* **Material provided**:
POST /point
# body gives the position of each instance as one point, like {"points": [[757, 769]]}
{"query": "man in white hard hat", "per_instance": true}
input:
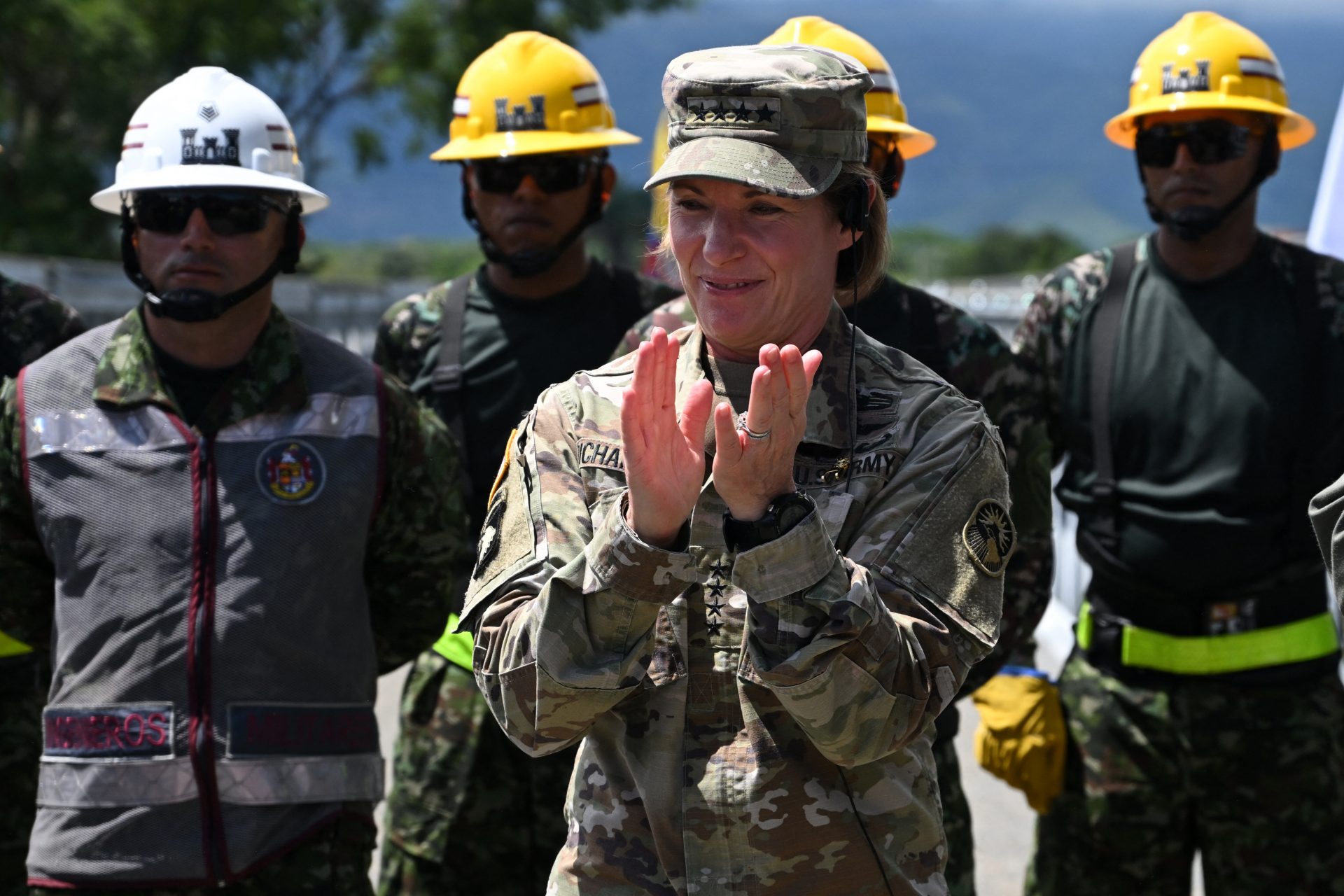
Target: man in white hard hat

* **Work required**: Revise the records above by changing "hard hat" to "safety helmet" wherever it occurs, and leave every other part unchanged. Omit the pictures from your answer.

* **Reply to the exercise**:
POST /point
# body gives the position of each instance as one point, like {"points": [[757, 769]]}
{"query": "man in white safety helmet", "per_instance": true}
input:
Target: man in white safety helmet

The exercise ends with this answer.